**Stored dataset items**
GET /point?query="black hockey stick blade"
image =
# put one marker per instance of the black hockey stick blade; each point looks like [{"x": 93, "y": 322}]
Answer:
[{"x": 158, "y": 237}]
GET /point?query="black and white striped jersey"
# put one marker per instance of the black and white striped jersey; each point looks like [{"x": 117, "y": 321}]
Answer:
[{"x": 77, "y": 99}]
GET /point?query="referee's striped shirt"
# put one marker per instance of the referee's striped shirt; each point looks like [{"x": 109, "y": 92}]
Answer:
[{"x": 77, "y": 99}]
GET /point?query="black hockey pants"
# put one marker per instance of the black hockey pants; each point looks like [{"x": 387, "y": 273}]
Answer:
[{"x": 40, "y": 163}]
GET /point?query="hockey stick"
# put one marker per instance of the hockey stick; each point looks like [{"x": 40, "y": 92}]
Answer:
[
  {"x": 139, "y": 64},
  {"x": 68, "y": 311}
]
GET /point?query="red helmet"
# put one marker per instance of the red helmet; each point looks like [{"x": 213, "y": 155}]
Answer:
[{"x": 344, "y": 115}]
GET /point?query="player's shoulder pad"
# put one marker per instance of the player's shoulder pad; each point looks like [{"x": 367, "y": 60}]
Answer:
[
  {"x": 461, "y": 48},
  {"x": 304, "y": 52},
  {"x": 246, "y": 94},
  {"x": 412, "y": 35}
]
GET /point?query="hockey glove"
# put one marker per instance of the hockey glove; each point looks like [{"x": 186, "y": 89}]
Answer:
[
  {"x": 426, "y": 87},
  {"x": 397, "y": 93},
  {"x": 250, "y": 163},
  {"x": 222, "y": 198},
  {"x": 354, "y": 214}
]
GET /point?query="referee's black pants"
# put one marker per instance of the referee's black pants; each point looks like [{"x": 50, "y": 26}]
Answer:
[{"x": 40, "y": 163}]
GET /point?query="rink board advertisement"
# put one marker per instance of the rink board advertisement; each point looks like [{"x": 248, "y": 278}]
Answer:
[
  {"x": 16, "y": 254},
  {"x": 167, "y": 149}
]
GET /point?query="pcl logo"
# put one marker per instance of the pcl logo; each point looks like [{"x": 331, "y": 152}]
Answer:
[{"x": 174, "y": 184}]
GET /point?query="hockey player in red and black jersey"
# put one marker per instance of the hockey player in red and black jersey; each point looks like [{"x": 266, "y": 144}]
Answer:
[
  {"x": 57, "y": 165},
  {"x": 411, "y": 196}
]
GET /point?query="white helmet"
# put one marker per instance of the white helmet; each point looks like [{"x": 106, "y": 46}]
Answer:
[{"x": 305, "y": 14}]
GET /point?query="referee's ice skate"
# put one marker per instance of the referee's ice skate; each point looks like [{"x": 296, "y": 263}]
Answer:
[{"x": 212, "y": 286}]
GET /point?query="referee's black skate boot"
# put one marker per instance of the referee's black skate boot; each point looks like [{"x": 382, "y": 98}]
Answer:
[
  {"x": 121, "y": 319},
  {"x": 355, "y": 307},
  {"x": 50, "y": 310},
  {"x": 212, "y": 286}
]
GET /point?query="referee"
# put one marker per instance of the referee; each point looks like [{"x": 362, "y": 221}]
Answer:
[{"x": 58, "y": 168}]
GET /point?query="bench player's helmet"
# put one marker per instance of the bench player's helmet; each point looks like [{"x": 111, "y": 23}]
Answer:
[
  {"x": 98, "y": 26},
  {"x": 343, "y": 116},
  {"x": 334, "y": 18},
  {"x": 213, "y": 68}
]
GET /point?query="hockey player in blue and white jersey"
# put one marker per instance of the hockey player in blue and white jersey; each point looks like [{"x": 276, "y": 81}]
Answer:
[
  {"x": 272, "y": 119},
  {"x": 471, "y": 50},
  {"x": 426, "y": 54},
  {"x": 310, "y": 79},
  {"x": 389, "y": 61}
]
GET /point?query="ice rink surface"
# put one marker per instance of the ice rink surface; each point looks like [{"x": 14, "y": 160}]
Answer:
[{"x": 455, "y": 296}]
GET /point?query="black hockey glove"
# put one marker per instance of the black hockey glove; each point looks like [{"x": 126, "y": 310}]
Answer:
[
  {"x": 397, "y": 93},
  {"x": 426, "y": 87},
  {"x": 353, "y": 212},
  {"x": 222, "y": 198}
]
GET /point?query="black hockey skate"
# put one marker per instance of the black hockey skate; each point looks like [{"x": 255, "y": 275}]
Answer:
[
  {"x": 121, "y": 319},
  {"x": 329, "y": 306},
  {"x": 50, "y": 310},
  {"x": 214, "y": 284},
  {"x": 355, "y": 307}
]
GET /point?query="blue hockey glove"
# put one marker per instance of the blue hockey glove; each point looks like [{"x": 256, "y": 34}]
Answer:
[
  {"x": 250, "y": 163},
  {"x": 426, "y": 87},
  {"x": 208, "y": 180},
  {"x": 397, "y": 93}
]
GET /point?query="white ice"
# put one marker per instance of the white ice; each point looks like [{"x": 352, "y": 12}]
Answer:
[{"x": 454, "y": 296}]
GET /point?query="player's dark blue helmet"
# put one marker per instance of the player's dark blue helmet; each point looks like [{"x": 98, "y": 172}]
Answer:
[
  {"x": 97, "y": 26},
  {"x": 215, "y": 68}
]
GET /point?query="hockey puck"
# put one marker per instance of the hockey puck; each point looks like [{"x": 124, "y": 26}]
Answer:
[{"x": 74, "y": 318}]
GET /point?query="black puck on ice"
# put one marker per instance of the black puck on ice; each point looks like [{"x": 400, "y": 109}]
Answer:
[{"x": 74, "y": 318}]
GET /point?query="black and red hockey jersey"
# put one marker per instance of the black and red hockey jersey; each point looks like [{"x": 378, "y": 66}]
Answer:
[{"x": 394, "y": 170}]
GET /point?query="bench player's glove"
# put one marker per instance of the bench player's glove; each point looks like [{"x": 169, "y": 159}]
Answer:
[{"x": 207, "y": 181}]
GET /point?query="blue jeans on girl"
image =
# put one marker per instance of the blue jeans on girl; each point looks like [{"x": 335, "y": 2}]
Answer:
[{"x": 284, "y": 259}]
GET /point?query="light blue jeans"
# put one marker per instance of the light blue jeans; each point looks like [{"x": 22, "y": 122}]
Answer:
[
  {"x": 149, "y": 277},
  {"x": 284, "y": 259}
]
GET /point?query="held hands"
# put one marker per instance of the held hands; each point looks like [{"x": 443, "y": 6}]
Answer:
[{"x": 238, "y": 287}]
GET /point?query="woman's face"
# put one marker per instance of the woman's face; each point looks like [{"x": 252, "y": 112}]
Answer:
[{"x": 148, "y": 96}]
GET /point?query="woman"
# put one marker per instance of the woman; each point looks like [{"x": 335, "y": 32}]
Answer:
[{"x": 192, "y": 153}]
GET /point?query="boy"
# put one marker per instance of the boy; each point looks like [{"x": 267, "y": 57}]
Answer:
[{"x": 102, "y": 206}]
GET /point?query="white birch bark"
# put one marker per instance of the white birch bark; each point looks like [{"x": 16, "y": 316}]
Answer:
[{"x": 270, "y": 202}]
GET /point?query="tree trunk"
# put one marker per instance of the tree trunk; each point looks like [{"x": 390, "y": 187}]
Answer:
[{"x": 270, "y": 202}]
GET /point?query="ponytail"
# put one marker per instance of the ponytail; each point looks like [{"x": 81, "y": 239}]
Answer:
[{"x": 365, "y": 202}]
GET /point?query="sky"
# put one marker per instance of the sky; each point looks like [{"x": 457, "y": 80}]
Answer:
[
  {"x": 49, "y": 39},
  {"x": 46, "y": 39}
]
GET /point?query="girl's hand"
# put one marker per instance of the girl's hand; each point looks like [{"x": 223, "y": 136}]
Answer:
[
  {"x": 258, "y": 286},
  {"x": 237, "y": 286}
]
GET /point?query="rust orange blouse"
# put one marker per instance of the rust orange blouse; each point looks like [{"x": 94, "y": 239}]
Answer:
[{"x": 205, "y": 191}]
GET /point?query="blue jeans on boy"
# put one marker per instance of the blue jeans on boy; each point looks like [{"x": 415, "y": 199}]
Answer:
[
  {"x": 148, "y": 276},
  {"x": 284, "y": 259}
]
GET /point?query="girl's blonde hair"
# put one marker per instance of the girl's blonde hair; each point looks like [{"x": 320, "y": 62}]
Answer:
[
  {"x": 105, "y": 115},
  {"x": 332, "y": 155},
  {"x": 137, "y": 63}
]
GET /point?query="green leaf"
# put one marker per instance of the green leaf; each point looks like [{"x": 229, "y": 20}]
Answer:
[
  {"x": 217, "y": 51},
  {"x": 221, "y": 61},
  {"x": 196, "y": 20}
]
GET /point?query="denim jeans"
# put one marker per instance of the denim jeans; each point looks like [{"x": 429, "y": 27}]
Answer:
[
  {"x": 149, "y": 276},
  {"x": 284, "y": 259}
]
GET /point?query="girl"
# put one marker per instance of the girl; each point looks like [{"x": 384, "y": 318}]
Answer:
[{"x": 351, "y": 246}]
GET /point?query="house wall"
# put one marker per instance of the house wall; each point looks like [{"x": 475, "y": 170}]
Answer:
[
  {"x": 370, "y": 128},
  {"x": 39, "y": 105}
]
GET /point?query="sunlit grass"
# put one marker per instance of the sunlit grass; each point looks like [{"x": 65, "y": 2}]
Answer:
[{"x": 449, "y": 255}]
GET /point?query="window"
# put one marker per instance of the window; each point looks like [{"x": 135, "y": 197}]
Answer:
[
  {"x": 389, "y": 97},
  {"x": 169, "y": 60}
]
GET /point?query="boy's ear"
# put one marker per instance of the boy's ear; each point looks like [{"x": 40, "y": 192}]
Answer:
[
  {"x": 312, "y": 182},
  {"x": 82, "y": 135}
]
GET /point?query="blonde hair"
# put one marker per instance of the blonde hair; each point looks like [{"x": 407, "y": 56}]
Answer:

**AIM OF THE TASK**
Only lines of the data holding the word "grass" go in the answer. Please copy each of them.

**SOLUTION TO THIS TASK**
GET /point?query="sunlit grass"
# put one marker per instance of the sunlit grass; each point looks like [{"x": 65, "y": 2}]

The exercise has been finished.